Stored records:
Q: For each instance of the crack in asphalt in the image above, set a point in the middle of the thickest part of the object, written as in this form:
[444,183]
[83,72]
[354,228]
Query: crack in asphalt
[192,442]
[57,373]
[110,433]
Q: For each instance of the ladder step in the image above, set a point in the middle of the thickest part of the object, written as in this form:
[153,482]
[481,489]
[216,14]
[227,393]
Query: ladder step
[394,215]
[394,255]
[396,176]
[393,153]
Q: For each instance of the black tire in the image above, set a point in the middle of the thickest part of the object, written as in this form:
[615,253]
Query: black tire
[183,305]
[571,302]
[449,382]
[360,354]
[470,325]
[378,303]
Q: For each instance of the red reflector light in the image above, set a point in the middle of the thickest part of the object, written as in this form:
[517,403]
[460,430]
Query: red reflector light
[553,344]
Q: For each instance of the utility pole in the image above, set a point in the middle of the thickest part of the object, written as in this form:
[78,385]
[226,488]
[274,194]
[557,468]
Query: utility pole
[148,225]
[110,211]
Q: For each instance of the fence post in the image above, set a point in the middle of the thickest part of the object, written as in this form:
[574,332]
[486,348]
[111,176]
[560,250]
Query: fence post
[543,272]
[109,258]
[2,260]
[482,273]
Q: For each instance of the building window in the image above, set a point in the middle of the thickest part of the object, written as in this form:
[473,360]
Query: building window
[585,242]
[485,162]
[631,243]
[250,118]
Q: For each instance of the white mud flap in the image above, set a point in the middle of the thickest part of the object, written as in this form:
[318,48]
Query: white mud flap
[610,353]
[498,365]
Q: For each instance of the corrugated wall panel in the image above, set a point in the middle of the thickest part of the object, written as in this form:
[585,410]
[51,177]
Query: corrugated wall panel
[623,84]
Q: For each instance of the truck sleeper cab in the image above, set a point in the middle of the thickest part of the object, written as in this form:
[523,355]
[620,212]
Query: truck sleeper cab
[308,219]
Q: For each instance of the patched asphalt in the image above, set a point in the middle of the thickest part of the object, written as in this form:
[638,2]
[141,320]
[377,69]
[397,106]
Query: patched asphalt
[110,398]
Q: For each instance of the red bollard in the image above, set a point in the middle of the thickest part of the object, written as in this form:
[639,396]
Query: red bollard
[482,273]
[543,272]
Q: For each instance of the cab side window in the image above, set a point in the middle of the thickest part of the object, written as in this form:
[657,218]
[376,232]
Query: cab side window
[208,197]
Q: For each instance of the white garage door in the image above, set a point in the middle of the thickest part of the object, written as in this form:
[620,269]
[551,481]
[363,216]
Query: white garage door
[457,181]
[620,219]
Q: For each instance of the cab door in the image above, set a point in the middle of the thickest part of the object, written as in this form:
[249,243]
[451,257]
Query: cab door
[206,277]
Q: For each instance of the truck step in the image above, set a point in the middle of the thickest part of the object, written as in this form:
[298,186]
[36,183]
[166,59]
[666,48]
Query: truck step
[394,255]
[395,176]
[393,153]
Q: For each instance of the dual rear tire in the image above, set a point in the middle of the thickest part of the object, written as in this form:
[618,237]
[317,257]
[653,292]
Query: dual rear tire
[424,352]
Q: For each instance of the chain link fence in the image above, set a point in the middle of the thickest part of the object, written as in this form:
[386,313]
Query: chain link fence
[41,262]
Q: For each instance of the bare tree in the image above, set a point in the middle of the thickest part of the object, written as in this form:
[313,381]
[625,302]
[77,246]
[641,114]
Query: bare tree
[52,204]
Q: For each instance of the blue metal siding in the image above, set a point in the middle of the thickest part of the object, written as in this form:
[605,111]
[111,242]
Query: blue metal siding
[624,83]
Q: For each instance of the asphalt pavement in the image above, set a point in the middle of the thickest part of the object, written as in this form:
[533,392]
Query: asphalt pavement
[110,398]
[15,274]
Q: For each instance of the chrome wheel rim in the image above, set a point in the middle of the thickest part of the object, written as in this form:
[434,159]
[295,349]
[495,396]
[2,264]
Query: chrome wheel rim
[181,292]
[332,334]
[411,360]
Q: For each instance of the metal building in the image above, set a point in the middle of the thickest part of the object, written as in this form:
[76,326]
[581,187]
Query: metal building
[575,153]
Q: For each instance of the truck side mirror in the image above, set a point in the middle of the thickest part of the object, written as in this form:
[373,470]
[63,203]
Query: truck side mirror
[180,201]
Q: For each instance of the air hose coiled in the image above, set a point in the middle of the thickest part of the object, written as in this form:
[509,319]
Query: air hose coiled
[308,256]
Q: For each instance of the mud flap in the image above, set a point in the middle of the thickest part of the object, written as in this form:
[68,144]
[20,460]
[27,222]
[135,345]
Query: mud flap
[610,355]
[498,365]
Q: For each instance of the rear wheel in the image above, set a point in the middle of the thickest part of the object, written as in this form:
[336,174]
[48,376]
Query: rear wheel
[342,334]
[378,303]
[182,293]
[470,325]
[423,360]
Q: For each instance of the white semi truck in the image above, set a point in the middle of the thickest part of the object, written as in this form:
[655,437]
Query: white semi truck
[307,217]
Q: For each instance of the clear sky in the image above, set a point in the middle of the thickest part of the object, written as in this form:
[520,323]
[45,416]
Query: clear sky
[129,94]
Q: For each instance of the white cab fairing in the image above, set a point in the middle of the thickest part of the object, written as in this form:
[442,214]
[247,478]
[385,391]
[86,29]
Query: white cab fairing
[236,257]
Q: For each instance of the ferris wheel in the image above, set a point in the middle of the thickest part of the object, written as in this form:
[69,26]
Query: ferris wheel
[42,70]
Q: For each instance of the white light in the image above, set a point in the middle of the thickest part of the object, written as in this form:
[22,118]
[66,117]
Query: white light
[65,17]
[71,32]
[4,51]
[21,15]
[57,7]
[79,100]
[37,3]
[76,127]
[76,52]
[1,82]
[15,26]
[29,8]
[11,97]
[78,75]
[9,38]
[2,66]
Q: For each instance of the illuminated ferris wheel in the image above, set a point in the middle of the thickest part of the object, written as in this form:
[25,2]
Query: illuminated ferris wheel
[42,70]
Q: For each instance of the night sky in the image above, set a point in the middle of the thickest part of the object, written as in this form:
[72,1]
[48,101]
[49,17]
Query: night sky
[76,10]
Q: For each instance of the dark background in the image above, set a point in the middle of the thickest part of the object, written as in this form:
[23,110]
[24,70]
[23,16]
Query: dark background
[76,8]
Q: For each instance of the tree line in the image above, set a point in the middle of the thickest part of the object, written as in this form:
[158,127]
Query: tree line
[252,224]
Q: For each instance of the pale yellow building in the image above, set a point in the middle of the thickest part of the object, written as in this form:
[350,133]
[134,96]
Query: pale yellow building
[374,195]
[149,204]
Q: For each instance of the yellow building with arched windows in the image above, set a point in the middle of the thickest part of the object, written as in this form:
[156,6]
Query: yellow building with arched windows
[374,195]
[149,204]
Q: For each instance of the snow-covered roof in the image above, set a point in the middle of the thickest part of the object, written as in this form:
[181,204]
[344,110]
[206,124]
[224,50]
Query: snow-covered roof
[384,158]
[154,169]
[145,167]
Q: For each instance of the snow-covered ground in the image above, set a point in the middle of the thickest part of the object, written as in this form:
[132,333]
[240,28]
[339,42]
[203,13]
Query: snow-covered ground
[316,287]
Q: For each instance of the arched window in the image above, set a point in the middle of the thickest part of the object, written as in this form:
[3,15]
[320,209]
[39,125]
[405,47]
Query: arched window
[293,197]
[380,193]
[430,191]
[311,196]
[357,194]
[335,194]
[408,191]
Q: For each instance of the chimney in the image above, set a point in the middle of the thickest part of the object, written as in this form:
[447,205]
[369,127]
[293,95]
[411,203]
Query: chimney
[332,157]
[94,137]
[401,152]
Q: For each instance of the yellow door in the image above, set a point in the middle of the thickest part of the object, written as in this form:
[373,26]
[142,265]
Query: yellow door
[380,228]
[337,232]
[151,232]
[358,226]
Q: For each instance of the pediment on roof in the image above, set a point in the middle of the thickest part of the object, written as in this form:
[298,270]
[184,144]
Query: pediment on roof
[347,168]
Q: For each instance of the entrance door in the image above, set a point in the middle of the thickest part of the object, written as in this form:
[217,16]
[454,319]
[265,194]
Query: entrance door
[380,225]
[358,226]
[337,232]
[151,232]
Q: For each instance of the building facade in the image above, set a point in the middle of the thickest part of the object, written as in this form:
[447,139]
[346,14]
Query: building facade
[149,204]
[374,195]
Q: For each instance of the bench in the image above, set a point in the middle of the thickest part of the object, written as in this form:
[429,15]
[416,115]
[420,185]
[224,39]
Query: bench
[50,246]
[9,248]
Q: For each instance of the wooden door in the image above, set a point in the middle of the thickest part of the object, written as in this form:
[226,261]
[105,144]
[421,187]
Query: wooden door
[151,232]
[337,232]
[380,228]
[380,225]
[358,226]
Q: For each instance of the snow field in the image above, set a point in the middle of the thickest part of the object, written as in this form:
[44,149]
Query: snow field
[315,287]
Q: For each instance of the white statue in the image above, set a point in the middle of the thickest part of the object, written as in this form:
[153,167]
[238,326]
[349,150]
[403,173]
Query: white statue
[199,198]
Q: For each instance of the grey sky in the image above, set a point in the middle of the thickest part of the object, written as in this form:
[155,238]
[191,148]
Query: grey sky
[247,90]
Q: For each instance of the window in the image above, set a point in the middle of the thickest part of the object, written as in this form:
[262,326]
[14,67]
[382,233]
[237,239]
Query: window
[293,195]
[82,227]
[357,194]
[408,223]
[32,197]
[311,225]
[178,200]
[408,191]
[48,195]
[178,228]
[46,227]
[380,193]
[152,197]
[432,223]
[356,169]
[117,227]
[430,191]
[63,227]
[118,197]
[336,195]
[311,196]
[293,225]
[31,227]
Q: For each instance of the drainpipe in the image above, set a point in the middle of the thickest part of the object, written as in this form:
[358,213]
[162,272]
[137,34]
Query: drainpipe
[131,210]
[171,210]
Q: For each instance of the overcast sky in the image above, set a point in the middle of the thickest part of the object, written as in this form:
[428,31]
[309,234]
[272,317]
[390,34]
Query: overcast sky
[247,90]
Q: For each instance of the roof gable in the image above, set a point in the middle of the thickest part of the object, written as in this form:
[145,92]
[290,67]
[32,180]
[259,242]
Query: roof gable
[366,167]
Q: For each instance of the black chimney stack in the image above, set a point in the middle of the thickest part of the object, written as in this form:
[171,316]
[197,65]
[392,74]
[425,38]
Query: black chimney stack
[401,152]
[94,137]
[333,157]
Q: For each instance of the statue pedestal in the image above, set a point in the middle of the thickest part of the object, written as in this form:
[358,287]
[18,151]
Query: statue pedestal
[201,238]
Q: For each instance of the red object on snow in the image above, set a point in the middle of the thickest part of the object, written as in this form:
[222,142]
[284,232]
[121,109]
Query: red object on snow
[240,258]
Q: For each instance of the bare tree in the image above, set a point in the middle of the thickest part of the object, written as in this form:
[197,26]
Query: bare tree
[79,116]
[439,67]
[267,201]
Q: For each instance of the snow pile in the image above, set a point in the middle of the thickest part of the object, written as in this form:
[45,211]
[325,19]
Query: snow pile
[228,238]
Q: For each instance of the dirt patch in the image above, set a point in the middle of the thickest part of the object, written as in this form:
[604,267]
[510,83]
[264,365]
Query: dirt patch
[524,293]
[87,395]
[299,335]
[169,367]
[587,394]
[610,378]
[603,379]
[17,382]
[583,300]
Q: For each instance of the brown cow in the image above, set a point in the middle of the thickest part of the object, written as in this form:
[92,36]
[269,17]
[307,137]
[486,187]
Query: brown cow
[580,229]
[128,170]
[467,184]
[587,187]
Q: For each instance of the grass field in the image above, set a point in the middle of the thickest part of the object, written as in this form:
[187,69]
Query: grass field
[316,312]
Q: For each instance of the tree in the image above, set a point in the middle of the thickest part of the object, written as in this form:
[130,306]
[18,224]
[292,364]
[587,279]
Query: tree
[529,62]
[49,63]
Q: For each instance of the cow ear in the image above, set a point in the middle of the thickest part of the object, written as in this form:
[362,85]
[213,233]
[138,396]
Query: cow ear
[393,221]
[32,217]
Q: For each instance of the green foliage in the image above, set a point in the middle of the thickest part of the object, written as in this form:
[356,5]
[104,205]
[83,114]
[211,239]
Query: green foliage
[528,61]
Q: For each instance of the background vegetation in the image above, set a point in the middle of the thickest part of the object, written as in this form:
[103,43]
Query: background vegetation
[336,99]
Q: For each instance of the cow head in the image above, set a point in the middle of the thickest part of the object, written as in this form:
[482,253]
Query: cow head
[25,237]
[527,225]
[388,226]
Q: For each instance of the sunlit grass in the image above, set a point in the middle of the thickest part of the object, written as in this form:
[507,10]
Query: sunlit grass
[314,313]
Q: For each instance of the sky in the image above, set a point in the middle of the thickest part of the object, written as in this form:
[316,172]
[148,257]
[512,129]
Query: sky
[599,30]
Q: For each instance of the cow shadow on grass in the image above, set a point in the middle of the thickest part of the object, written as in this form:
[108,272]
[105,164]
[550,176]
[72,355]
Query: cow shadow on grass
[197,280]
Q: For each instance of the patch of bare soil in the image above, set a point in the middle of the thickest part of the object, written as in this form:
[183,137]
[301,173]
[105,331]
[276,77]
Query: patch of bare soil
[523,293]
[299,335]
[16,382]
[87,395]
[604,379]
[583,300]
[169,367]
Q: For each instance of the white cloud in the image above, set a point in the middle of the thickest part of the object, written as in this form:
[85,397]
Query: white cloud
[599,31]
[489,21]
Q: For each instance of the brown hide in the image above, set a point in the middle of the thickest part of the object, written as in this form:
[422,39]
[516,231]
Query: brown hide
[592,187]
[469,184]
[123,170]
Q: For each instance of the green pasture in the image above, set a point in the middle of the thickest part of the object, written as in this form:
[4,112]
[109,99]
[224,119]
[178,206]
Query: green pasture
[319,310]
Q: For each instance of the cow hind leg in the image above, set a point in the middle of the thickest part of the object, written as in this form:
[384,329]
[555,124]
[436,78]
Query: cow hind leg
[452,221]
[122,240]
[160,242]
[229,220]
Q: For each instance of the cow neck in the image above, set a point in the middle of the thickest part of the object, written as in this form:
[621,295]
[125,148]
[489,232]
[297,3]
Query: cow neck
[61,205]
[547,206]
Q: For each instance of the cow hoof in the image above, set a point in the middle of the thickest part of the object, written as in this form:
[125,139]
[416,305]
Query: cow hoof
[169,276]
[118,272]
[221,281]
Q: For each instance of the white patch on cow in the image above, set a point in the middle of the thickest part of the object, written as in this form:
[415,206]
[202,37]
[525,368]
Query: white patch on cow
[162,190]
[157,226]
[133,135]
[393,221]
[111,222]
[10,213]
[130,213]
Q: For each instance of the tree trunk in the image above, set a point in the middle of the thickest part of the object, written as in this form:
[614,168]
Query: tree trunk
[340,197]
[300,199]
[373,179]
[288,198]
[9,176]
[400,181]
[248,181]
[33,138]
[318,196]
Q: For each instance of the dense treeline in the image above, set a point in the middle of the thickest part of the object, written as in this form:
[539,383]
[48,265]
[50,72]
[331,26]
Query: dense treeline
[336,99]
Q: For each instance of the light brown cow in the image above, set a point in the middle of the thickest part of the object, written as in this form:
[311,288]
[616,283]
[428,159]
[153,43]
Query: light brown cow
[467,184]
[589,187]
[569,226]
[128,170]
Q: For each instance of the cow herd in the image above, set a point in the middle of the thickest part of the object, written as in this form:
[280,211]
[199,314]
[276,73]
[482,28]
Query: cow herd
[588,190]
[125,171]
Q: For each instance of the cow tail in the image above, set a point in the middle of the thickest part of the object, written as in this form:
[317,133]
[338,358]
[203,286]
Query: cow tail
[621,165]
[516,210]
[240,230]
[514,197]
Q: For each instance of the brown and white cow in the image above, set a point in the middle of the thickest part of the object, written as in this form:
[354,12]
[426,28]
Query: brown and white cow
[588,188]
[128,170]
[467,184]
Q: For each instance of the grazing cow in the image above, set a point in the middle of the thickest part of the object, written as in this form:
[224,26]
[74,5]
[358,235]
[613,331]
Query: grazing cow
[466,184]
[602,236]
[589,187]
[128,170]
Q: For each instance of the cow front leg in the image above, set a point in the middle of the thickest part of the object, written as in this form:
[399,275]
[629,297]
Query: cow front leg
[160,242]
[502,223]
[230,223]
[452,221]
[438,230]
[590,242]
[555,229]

* [Requirement]:
Rewrite the lines from the one containing "Q: For each instance of the grazing" through the end of the records, putting "heifer" wherever "cow" appears and leaving everything else unchanged.

* [Response below]:
Q: For each instance of the grazing heifer in the image above, set a point in the middle of the thickest part of the object, written as in this form:
[224,26]
[74,5]
[358,235]
[613,331]
Query: grazing heifer
[466,184]
[602,236]
[589,187]
[128,170]
Q: For each instance of the heifer front leg in the image above, set a point in the middle of the thickest part of the object, written as in this form:
[399,275]
[629,297]
Query: heifer front leg
[160,242]
[502,223]
[230,223]
[452,221]
[438,230]
[590,242]
[555,229]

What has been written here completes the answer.